Summary: start upgrading servers during the Debian 13 ("trixie")
freeze, if it goes well, complete most of the fleet upgrade in around
June 2025, with full completion by the end of 2025, with a 2026 year
free of major upgrades entirely. Improve automation, retire old
container images.
Deadline: 2 weeks, 2025-04-01
# Background
Debian 13 ("trixie"), currently "testing", is going into freeze soon, which
means we should have a new Debian stable release in 2025. It has been
a long-standing tradition at TPA to collaborate in the Debian
development process and part of that process is to upgrade our servers
during the freeze. Upgrading during the freeze makes it easier for us
to fix bugs as we find them and contribute them to the community.
The [freeze dates announced by the debian.org release team] are:
2025-03-15 - Milestone 1 - Transition and toolchain freeze
2025-04-15 - Milestone 2 - Soft Freeze
2025-05-15 - Milestone 3 - Hard Freeze - for key packages and
packages without autopkgtests
To be announced - Milestone 4 - Full Freeze
We have entered the "transition and toolchain freeze" which locks
changes on packages like compilers and interpreters unless
exceptions. See the [Debian freeze policy] for an explanation of
each step.

[Dataset records]
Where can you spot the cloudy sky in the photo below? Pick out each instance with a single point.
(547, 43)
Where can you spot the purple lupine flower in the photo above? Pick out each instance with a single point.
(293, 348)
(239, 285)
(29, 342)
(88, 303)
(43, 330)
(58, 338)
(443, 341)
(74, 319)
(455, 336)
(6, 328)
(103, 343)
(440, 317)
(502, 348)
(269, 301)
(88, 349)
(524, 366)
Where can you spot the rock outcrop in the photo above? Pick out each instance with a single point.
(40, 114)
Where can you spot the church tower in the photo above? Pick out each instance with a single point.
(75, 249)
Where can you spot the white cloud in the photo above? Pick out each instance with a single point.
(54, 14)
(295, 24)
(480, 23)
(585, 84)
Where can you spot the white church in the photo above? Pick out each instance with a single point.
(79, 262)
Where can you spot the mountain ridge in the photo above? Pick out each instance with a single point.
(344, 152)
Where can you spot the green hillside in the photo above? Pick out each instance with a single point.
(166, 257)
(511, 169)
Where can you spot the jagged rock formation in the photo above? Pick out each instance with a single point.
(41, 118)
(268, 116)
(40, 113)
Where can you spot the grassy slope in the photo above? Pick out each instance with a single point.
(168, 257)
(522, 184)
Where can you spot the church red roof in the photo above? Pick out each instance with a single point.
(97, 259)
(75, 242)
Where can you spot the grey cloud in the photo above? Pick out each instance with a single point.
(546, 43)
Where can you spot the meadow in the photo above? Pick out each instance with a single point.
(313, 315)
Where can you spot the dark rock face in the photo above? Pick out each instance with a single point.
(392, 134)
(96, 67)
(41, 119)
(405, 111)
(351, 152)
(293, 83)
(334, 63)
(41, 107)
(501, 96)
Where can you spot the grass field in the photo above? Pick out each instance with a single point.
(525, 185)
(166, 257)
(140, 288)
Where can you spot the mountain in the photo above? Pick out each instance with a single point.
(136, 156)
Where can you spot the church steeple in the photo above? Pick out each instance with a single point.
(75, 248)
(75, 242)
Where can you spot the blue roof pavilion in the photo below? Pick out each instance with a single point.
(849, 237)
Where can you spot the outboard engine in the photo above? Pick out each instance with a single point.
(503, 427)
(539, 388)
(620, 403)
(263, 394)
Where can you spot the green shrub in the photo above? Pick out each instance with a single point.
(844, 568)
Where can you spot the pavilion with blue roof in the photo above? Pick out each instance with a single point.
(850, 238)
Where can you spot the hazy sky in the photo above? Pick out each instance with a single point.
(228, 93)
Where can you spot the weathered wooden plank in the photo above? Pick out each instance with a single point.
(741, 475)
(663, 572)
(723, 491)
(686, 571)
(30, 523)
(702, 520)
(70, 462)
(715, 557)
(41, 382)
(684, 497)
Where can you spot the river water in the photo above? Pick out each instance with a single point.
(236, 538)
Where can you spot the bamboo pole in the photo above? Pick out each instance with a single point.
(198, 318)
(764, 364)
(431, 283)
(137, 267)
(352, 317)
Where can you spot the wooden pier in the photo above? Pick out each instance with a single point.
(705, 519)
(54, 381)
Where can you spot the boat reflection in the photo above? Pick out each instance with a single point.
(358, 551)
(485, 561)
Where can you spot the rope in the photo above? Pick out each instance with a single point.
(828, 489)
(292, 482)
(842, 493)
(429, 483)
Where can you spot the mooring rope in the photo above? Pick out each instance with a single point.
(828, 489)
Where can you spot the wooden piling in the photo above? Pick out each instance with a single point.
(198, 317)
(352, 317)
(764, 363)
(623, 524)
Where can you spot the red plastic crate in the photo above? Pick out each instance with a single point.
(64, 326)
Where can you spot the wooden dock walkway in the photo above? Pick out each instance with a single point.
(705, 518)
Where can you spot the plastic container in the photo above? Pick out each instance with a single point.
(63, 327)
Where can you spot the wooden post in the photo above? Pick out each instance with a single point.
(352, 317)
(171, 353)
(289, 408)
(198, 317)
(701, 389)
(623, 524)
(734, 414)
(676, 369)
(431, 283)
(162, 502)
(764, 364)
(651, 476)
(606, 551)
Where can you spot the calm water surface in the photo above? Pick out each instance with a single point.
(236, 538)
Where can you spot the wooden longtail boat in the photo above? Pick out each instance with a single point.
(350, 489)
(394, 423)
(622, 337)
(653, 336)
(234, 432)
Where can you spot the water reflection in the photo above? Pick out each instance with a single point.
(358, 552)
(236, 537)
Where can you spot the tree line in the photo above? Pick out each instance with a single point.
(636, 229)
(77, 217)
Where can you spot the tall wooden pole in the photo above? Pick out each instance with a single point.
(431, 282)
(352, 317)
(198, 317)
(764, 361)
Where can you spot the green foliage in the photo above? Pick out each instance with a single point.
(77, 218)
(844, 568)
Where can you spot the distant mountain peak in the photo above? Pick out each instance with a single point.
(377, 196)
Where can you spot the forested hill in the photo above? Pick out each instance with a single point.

### [Challenges]
1. In the Debian 13 upgrade proposal, what date is given for the soft freeze?
2. Using the Debian 13 upgrade proposal, explain why the team upgrades its servers during the Debian freeze.
3. Continue the Debian 13 upgrade proposal from the point where it stops.

### [Responses for each task]
1. 2025-04-15.

2. Upgrading during the freeze makes it easier for the team to fix bugs as they find them and contribute those fixes to the community. It is also part of TPA's long-standing tradition of collaborating in the Debian development process.

3.
Even though we've just completed the Debian 11 ("bullseye") and 12
("bookworm") upgrades in late 2024, we feel it's a good idea to start
*and* complete the Debian 13 upgrades in 2025. That way, we can hope of
having a year or two (2026-2027?) *without* any major upgrades.
This proposal is part of the [Debian 13 trixie upgrade milestone],
itself part of the [2025 TPA roadmap].
[freeze dates announced by the debian.org release team]: Bits from the Release Team: trixie freeze dates
[Debian freeze policy]: trixie Freeze Timeline and Policy
[Debian 13 trixie upgrade milestone]: Debian 13 trixie upgrade · TPA · GitLab
[2025 TPA roadmap]: 2025 · Wiki · The Tor Project / TPA / TPA team · GitLab
# Proposal
As usual, we perform the upgrades in three batches, in increasing
order of complexity, starting in 2025Q2, hoping to finish by the end
of 2025.
Note that, this year, this proposal also includes upgrading the Tails
infrastructure as well. To help with merging rotations in the two
teams, TPA staff will upgrade Tails machines, with Tails folks
assistance, and vice-versa.
## Affected users
All service admins are affected by this change. If you have shell
access on any TPA server, you want to read this announcement.
In the past, TPA has typically kept a page detailing notable changes
and a proposal like this one would link against the upstream release
notes. Unfortunately, at the time writing, upstream hasn't yet
produced release notes (as we're still in testing).
We're hoping the documentation will be refined by the time we're ready
to coordinate the second batch of updates, around May 2025, when we
will send reminders to affected teams.
We do expect the Debian 13 upgrade to be less disruptive than bookworm,
mainly because Python 2 is already retired.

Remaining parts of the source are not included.